● **Problème posé 1**: Recopiez mot pour mot le passage de l'article sur le litige entre Becharré et Denniyé, depuis « Écoutez l’article » jusqu'à « présidence du Conseil. » inclus.

● **Source**:
━━━━━━━━

Écoutez l’article

La présidence du Conseil a formé une commission ministérielle pour proposer un règlement au conflit sur la délimitation des terrains entre les cazas de Becharré et de Denniyé, alors que le Conseil supérieur de la magistrature (CSM) rejetait les accusations de laxisme et de défaillance à son égard.

Une trentaine de personnes sont toujours entendues dans le cadre de l’enquête sur le meurtre de Haytham et Malek Tok, samedi à Qornet el-Saouda, alors que commencent timidement des tentatives pour régler le litige autour de la délimitation des terrains et de l’exploitation des ressources hydrauliques, entre les deux cazas de Denniyé et de Becharré. Une commission ministérielle a été formée à cette fin par la présidence du Conseil.

C’est que, selon les premières informations non officielles relayées après l’annonce de la mort de Haytham d’abord, puis de Malek, le meurtre serait lié à ce litige, vieux d’au moins trente ans, sans qu’un effort sérieux ne soit fourni pour le régler une fois pour toutes. Les querelles entre les habitants des deux cazas sont récurrentes, notamment durant la saison sèche, à cause des besoins en eau pour l’irrigation particulièrement.

━━━━━━━━

● **Lignes de données**:
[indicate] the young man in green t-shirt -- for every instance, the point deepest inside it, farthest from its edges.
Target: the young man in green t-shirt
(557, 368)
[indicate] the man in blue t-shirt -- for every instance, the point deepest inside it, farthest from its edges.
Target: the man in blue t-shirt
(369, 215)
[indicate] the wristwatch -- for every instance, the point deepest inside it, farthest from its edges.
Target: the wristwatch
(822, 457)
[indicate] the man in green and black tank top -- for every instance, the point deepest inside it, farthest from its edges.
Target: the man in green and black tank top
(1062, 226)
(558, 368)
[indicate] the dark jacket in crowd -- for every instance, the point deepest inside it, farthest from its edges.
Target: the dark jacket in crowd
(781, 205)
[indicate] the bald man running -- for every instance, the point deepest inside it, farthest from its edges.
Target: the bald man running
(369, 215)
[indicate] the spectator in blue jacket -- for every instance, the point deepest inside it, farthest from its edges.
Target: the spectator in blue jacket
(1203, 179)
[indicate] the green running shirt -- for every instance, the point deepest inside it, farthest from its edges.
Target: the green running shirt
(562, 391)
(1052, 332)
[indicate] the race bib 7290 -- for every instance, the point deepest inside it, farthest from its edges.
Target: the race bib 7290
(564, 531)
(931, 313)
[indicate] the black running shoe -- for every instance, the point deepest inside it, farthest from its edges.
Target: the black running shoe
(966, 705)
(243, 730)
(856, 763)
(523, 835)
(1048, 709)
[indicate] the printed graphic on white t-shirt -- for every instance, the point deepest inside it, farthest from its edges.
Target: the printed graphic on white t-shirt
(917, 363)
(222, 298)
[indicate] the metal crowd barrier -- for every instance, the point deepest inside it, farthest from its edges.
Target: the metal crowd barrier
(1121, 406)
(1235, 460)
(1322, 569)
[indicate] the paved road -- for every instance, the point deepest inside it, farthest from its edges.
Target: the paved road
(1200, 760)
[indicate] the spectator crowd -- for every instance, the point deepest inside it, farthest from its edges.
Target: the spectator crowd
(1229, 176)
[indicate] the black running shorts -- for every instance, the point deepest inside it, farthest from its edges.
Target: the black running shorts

━━━━━━━━

● **Problème posé 2**: Dans les lignes de données, prenez celles qui vont de la ligne contenant « [indicate] the paved » jusqu'à la ligne contenant « (1229, 176) » incluse, et présentez-les sous forme de tableau Markdown avec les colonnes Numéro et Texte, sans les lignes vides.

● **Réponse complète 1**:
Écoutez l’article

La présidence du Conseil a formé une commission ministérielle pour proposer un règlement au conflit sur la délimitation des terrains entre les cazas de Becharré et de Denniyé, alors que le Conseil supérieur de la magistrature (CSM) rejetait les accusations de laxisme et de défaillance à son égard.

Une trentaine de personnes sont toujours entendues dans le cadre de l’enquête sur le meurtre de Haytham et Malek Tok, samedi à Qornet el-Saouda, alors que commencent timidement des tentatives pour régler le litige autour de la délimitation des terrains et de l’exploitation des ressources hydrauliques, entre les deux cazas de Denniyé et de Becharré. Une commission ministérielle a été formée à cette fin par la présidence du Conseil.

● **Réponse complète 2**:
| Numéro | Texte |
|---|---|
| 1 | [indicate] the paved road -- for every instance, the point deepest inside it, farthest from its edges. |
| 2 | Target: the paved road |
| 3 | (1200, 760) |
| 4 | [indicate] the spectator crowd -- for every instance, the point deepest inside it, farthest from its edges. |
| 5 | Target: the spectator crowd |
| 6 | (1229, 176) |